PARTS OF THE EXERCISE |
1. From the machine learning algorithms page, quote the span that begins at the words "model=LogisticRegression()" and stops after the words "numerical input variables.".
2. On the machine learning algorithms page, what does k-Nearest Neighbors take as its prediction?
3. Continue the machine learning algorithms page after its last sentence.

PASSAGE GIVEN |

|---|

# Linear Machine Learning Algorithms

### Logistic Regression
Logistic regression assumes a Gaussian distribution for the numeric input variables and can model binary classification problems.

In [8]:
#Logistic Regression Classification
from pandas import read_csv
from sklearn.model_selection import KFold
from sklearn.model_selection import cross_val_score
from sklearn.linear_model import LogisticRegression
filename = 'pima-indians-diabetes.data.csv'
names=['preg', 'plas', 'pres', 'skin', 'test', 'mass', 'pedi', 'age', 'class'] 
dataframe = read_csv(filename, names=names)
array = dataframe.values
X = array[:,0:8]
Y = array[:,8]
num_folds = 10
kfold = KFold(n_splits=10, random_state=7)
model=LogisticRegression()
results = cross_val_score(model, X, Y, cv=kfold)
print(results.mean())

0.76951469583


### Linear Discriminant Analysis
Linear Discriminant Analysis or LDA is a statistical technique for binary and multiclass classification. It too assumes a Gaussian distribution for the numerical input variables.

In [11]:
#LDA Classification
from pandas import read_csv
from sklearn.model_selection import KFold
from sklearn.model_selection import cross_val_score
from sklearn.discriminant_analysis import LinearDiscriminantAnalysis
filename = 'pima-indians-diabetes.data.csv'
names=['preg', 'plas', 'pres', 'skin', 'test', 'mass', 'pedi', 'age', 'class'] 
dataframe = read_csv(filename, names=names)
array = dataframe.values
X = array[:,0:8]
Y = array[:, 8]
num_folds = 10
kfold = KFold(n_splits=10, random_state=7)
model = LinearDiscriminantAnalysis()
results = cross_val_score(model, X, Y, cv = kfold)
print(results.mean())

0.773462064252


# Non Liniear Machine Learning Algorithms


### k-Nearest Neighbors
The k-Nearest Neighbors algorithm (or KNN) uses a distance metric to find the k most similar instances in the training data for a new instance and takes the mean outcome of the neighbors as the prediction. 

In [15]:
# KNN Classification
from pandas import read_csv
from sklearn.model_selection import KFold
from sklearn.model_selection import cross_val_score
from sklearn.neighbors import KNeighborsClassifier
filename = 'pima-indians-diabetes.data.csv'
names=['preg', 'plas', 'pres', 'skin', 'test', 'mass', 'pedi', 'age', 'class'] 
dataframe = read_csv(filename, names=names)
array = dataframe.values
X = array[:,1:8]
Y = array[:,8]
num_folds = 10
kfold = KFold(n_splits=10, random_state=7)
model = KNeighborsClassifier()
results = cross_val_score(model, X, Y, cv=kfold)
print(results.mean())

0.722573479152


### Naive Bayes
Naive Bayes calculates the probability of each class and the conditional probability of each class given each input value. These probabilities are estimated for new data and multiplied together, assuming that they are all independent (a simple or naive assumption). When working with real-valued data, a Gaussian distribution is assumed to easily estimate the probabilities for input variables using the Gaussian Probability Density Function.

|---|

SUPPLIED INFORMATION |
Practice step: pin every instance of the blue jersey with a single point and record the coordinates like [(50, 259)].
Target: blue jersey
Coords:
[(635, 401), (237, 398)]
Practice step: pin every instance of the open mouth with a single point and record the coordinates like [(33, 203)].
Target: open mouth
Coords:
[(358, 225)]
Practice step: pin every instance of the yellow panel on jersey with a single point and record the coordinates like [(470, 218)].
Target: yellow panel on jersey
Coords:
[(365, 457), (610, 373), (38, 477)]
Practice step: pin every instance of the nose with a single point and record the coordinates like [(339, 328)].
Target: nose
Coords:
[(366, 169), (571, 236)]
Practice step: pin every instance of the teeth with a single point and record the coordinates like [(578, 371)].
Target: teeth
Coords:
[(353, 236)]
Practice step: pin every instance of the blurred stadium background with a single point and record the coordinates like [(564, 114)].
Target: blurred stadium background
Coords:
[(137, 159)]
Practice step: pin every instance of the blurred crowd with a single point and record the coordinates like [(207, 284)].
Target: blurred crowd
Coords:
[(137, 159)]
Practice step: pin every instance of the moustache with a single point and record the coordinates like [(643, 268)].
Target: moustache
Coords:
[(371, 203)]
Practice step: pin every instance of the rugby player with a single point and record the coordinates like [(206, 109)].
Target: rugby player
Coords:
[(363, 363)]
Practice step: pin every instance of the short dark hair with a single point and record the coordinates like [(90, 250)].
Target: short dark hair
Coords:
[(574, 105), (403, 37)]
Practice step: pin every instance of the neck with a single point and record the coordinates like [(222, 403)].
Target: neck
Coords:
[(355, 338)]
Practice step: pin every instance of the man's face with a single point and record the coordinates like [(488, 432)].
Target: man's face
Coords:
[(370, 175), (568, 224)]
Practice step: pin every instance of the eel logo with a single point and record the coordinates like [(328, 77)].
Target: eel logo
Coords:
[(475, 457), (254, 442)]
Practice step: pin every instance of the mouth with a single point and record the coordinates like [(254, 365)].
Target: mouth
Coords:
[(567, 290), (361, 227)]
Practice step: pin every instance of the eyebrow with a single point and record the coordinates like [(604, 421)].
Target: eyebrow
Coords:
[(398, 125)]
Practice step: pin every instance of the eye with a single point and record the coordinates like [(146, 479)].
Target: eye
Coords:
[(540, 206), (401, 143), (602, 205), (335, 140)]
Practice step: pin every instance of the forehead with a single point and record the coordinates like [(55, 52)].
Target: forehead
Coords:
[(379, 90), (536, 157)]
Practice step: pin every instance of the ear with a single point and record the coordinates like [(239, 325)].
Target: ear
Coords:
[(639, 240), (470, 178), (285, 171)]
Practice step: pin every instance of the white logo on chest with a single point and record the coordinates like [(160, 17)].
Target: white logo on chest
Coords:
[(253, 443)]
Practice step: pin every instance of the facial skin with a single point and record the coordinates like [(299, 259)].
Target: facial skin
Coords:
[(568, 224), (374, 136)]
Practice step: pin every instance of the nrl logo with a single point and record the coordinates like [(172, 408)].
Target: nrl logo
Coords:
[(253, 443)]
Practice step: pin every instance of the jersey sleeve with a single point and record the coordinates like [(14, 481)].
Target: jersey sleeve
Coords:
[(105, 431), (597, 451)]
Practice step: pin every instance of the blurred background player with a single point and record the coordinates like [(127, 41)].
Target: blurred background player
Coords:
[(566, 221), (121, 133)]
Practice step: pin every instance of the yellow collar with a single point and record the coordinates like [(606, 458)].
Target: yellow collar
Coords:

|---|

RESPONSES BY TASK |
1.
model=LogisticRegression()
results = cross_val_score(model, X, Y, cv=kfold)
print(results.mean())

0.76951469583


### Linear Discriminant Analysis
Linear Discriminant Analysis or LDA is a statistical technique for binary and multiclass classification. It too assumes a Gaussian distribution for the numerical input variables.

2. The mean outcome of the k most similar neighbors in the training data.

3.
In [17]:
#Gaussian Naive Bayes Classification
from pandas import read_csv
from sklearn.model_selection import KFold
from sklearn.model_selection import cross_val_score
from sklearn.naive_bayes import GaussianNB
filename = 'pima-indians-diabetes.data.csv'
names=['preg', 'plas', 'pres', 'skin', 'test', 'mass', 'pedi', 'age', 'class'] 
dataframe = read_csv(filename, names=names)
array = dataframe.values
X = array[:,1:8]
Y = array[:,8]
kfold = KFold(n_splits = 10, random_state=7)
model = GaussianNB()
results = cross_val_score(model, X, Y, cv=kfold)
print(results.mean())

0.756476418319


### Classification and Regression Trees
Classification and Regression Trees (CART or just decision trees) construct a binary tree from the training data. Split points are chosen greedily by evaluating each attribute and each value of each attribute in the training data in order to minimize a cost function (like the Gini index).

In [21]:
#CART Classification
from pandas import read_csv
from sklearn.model_selection import KFold
from sklearn.model_selection import cross_val_score
from sklearn.tree import DecisionTreeClassifier
filename = 'pima-indians-diabetes.data.csv'
names=['preg', 'plas', 'pres', 'skin', 'test', 'mass', 'pedi', 'age', 'class'] 
dataframe = read_csv(filename, names=names)
array = dataframe.values
X = array[:,1:8]
Y = array[:,8]
kfold = KFold(n_splits=10, random_state=7)
model = DecisionTreeClassifier()
results = cross_val_score(model, X, Y, cv=kfold)
print(results.mean())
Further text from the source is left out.